On May 23, after Xinmin.com published an article about six professors proposing to establish a special administrative region in the Yangtze River Delta, six professors from Fudan University and the University of Hong Kong issued a statement on May 24, saying that they had "never proposed expanding the administrative territory of Shanghai or establishing a special economic zone in the Yangtze River Delta" and that the Xinmin.com reporter had neither received the above research report nor interviewed them.

=== Elevated to a national strategy ===
On November 5, 2018, at the opening ceremony of the first China International Import Expo, Xi Jinping, then General Secretary of the CCP Central Committee and President of China, delivered a keynote speech, announcing that the integration of the Yangtze River Delta region had been elevated to a national strategy. On November 22, 23, and 30, the Standing Committees of the People's Congresses of Shanghai, Jiangsu, Anhui, and Zhejiang held meetings and voted to pass their respective "Decisions on Supporting and Ensuring Higher-Quality Integrated Development in the Yangtze River Delta Region."

> **Task to complete**:
Return the full Yangtze River Delta passage word for word, with no changes. Rely only on the Yangtze River Delta passage and on nothing outside it.

> **Stored data entries**:
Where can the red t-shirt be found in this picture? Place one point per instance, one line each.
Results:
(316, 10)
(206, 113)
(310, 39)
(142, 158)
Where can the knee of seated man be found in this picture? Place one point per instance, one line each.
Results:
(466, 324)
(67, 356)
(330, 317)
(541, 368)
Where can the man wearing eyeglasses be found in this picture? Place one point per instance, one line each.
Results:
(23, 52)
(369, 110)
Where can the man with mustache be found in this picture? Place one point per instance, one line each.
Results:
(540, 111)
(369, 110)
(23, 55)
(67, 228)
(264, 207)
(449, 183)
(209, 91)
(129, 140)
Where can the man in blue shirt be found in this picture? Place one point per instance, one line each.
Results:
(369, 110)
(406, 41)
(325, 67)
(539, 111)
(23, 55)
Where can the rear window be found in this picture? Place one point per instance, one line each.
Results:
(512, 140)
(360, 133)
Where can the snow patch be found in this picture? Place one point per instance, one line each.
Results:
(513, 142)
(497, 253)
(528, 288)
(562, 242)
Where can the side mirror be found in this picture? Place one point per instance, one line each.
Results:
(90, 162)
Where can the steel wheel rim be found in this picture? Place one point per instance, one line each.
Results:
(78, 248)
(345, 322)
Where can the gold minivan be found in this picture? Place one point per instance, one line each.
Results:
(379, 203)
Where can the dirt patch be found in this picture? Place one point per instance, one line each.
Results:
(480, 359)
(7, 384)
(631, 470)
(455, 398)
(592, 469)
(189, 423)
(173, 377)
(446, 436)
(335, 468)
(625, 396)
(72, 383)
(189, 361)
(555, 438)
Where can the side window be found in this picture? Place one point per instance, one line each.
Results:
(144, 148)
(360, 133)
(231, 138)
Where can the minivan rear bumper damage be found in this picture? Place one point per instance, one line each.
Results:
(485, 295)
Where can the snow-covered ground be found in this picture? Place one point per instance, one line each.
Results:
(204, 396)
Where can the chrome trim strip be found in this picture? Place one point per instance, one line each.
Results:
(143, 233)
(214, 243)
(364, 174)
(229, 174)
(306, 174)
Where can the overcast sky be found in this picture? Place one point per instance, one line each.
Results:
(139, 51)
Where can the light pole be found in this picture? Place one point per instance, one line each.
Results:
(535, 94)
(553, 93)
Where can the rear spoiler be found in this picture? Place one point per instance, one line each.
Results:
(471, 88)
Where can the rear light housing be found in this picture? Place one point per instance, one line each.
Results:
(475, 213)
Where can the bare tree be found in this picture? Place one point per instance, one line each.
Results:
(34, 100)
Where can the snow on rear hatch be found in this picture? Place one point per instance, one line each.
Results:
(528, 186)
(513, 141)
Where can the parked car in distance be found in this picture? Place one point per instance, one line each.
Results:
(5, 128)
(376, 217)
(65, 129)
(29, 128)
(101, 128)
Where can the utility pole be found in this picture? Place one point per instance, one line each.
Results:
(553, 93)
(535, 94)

> **Your solution**:
On May 23, after Xinmin.com published an article about six professors proposing to establish a special administrative region in the Yangtze River Delta, six professors from Fudan University and the University of Hong Kong issued a statement on May 24, saying that they had "never proposed expanding the administrative territory of Shanghai or establishing a special economic zone in the Yangtze River Delta" and that the Xinmin.com reporter had neither received the above research report nor interviewed them.

=== Elevated to a national strategy ===
On November 5, 2018, at the opening ceremony of the first China International Import Expo, Xi Jinping, then General Secretary of the CCP Central Committee and President of China, delivered a keynote speech, announcing that the integration of the Yangtze River Delta region had been elevated to a national strategy. On November 22, 23, and 30, the Standing Committees of the People's Congresses of Shanghai, Jiangsu, Anhui, and Zhejiang held meetings and voted to pass their respective "Decisions on Supporting and Ensuring Higher-Quality Integrated Development in the Yangtze River Delta Region."